> [Exercise brief]:
State the number of lines in the records underneath where the word "bare" turns up, and say nothing else.
===== Exercise data =====
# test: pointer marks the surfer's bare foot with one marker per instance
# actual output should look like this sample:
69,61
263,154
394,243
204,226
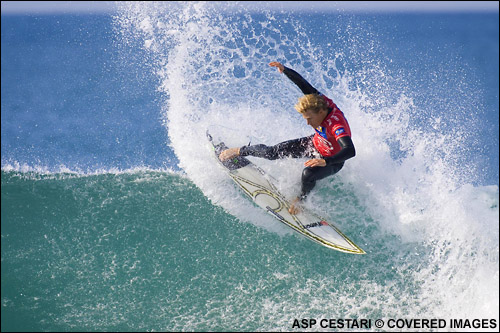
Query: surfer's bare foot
=====
> [Answer space]:
2